### Task requirements
Could you restate the whole listing below word for word, minus the pictures?

### Data under study
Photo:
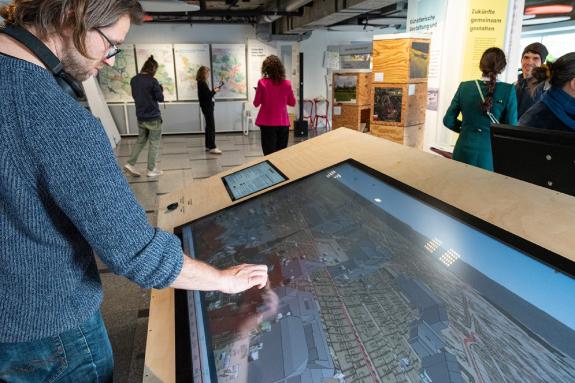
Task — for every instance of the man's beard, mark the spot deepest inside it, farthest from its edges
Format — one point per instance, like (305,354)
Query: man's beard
(76,65)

### Exercise answer
Photo:
Task — for every instance of the man's beard, mark the spot deepest inside it, farthest from its edges
Format — one point per instance, like (305,354)
Query: man's beard
(76,65)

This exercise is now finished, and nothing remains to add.